● **WORK ITEM**
The answer is every record that follows, printed exactly.

┌────────

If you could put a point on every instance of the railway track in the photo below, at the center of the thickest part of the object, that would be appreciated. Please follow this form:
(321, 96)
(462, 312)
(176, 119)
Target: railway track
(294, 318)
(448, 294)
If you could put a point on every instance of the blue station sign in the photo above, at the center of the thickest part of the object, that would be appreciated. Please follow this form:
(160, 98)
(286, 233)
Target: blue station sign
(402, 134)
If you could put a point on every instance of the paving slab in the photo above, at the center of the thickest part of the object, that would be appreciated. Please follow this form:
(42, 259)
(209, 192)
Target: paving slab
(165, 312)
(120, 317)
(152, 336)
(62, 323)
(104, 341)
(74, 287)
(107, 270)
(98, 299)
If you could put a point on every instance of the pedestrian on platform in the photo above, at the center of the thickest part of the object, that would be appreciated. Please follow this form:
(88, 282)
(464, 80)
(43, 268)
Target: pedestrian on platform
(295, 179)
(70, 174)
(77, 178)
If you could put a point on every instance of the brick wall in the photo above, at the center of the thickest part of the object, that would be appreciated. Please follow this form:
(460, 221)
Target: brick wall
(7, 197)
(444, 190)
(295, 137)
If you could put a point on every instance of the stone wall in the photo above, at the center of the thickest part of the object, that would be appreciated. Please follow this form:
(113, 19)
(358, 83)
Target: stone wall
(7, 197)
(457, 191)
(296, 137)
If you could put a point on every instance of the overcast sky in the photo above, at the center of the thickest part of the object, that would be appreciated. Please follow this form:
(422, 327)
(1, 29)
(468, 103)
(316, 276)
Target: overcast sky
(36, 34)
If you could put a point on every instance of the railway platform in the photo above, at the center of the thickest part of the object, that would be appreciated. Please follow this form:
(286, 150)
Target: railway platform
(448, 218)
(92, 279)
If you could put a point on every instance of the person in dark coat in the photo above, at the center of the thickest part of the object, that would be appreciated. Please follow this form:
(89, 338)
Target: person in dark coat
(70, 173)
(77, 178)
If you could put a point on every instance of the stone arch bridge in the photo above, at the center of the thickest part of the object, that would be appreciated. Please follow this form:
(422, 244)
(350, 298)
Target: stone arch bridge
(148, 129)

└────────

● **RESPONSE TO THIS TASK**
If you could put a point on every instance of the railway track in the photo below, at the center of the thickest part of the object, that would be appreciated. Please follow this form:
(321, 96)
(462, 312)
(176, 119)
Target: railway track
(294, 318)
(448, 294)
If you could put a point on every instance of the blue station sign in the photo above, at the center of the thickest part of the object, that would be appreciated. Please follow this form:
(160, 98)
(286, 233)
Target: blue station sign
(402, 134)
If you could put a point on every instance of the paving slab in the photo above, at the center of the thickest part of the object, that would be appreciated. Please follow this form:
(42, 259)
(209, 192)
Target: paving slab
(165, 312)
(120, 317)
(152, 336)
(62, 323)
(104, 341)
(74, 287)
(107, 270)
(98, 299)
If you could put a point on every instance of the pedestrian on platform in the photo above, at the center of the thickest part of the object, that would be appreciated. Please follow this form:
(88, 282)
(464, 80)
(43, 268)
Target: pedestrian on platform
(295, 179)
(70, 174)
(77, 178)
If you could put a point on every instance of the brick wall in the photo above, at the center of the thickest part of the object, that would be appreciated. Please follow this form:
(460, 221)
Target: brick wall
(7, 197)
(444, 190)
(295, 137)
If you could put a point on every instance of the stone wall in the photo above, at the center of the thickest part of the object, that would be appreciated. Please follow this form:
(113, 19)
(358, 83)
Target: stone wall
(7, 197)
(457, 191)
(296, 137)
If you could put a point on every instance of the overcast sky in the photo above, at the center of the thickest part of the object, that would be appreciated. Please follow this form:
(422, 327)
(1, 29)
(468, 103)
(316, 276)
Target: overcast sky
(36, 34)
If you could put a point on every instance of the railway platform in the photo above, at the center of the thickest part of the object, that would be appreciated. Please follow this form:
(286, 150)
Target: railway platform
(448, 218)
(92, 279)
If you could put a point on every instance of the person in dark coat in the photo above, at the center of the thickest part of the object, that would be appreciated. Please follow this form:
(89, 338)
Target: person in dark coat
(70, 173)
(77, 178)
If you could put a point on every instance of the stone arch bridge in the photo above, at the center of the thickest part of the object, that would be appreciated. Please follow this form:
(422, 244)
(350, 298)
Target: stone arch bridge
(148, 129)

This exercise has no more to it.